→ **資料**:
----

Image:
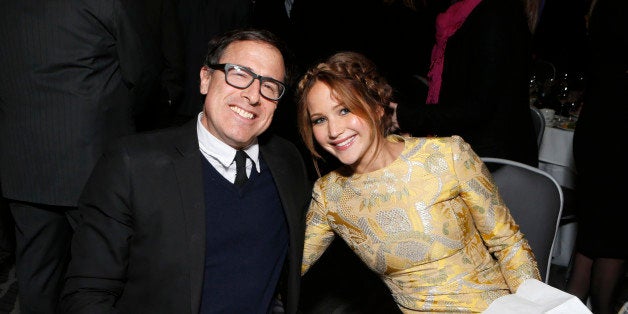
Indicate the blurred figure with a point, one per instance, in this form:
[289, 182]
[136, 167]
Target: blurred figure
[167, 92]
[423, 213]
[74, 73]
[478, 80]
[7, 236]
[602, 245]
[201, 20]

----

→ **課題**: 上の資料をすべて、画像だけ除いて一字一句そのまま書き写してもらえますか。

→ **この課題の解答**:
Image:
Indicate the blurred figure with a point, one per instance, in this form:
[289, 182]
[136, 167]
Target: blurred figure
[167, 92]
[423, 213]
[74, 73]
[478, 80]
[7, 236]
[602, 245]
[201, 20]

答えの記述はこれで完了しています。